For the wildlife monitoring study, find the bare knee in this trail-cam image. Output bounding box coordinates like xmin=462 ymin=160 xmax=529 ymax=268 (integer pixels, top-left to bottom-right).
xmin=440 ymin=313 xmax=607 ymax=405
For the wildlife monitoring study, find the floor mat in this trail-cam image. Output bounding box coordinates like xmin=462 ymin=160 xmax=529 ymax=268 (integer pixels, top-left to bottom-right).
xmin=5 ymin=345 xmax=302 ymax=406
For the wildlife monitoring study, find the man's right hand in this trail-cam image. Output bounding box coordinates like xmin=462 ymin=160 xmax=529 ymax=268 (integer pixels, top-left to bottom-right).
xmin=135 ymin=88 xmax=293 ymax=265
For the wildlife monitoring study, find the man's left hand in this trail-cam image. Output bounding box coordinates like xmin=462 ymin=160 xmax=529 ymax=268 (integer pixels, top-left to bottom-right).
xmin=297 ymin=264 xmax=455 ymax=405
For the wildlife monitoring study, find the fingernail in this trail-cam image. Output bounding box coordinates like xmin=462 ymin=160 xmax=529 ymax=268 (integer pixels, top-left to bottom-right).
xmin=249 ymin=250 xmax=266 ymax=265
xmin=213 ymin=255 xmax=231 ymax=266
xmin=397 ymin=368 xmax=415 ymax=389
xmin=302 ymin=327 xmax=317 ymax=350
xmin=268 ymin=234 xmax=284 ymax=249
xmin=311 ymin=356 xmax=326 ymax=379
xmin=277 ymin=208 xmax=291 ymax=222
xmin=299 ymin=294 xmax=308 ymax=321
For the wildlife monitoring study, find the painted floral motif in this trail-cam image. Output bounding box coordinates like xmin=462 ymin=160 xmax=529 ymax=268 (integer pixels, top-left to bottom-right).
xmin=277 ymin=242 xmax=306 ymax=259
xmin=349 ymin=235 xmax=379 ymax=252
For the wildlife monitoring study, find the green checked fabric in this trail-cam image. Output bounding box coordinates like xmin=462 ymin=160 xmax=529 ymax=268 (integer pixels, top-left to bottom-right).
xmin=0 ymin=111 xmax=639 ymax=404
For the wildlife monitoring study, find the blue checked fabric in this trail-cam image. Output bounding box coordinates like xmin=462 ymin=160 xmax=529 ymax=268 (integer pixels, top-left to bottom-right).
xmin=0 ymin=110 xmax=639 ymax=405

□ □ □ □

Could you recast the records above as a numbered list, covering only the line with "For the wildlife monitoring study, find the fingernail" through the line with "xmin=299 ymin=294 xmax=308 ymax=321", both included, and leaving out any blank lines?

Solution for this exercise >>
1. For the wildlife monitoring study, find the fingernail in this trail-cam image. Output bounding box coordinates like xmin=462 ymin=160 xmax=529 ymax=268 (integer pixels, top-left to bottom-right).
2. xmin=249 ymin=250 xmax=266 ymax=265
3. xmin=213 ymin=255 xmax=231 ymax=266
4. xmin=397 ymin=368 xmax=415 ymax=389
5. xmin=302 ymin=327 xmax=317 ymax=350
6. xmin=268 ymin=234 xmax=284 ymax=249
7. xmin=311 ymin=356 xmax=326 ymax=379
8. xmin=277 ymin=208 xmax=291 ymax=222
9. xmin=299 ymin=294 xmax=308 ymax=321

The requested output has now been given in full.